== DATA LINES
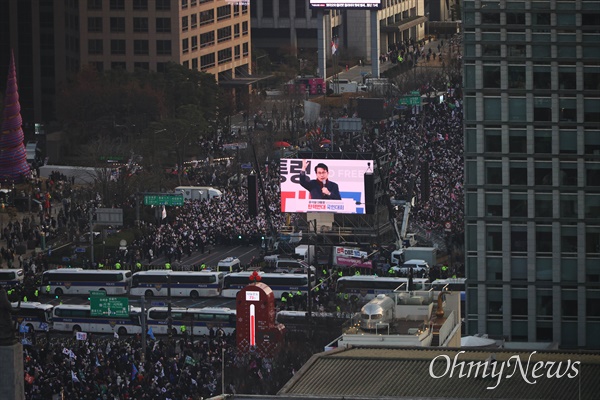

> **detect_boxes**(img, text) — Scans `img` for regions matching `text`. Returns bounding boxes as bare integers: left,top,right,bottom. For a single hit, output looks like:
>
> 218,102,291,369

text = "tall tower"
462,0,600,349
0,53,30,183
====
> **JOB**: Rewrite all of the rows with every "tower" swapped for "building" and nothing else altered, leaving the pictures out.

> **REPLY TO THE EXERCISE**:
> **detect_boxes**(img, text) — Scans `img` for regions matching `text`. Returns bounding boxes as bare integers: left,top,right,bottom. For a single hit, output looks like:
>
> 218,102,291,369

text = "tall building"
462,0,600,349
0,53,30,183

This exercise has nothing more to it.